▶ [PROBLEM DESCRIPTION] Please rewrite the material below, changing each "instance" to "occurrence" and leaving everything else unchanged.

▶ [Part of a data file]

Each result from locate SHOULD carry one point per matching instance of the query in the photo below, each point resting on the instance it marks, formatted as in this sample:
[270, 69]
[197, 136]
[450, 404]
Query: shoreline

▶ [WRITTEN REPLY]
Each result from locate SHOULD carry one point per matching occurrence of the query in the photo below, each point resting on the occurrence it marks, formatted as in this sample:
[270, 69]
[197, 136]
[450, 404]
Query: shoreline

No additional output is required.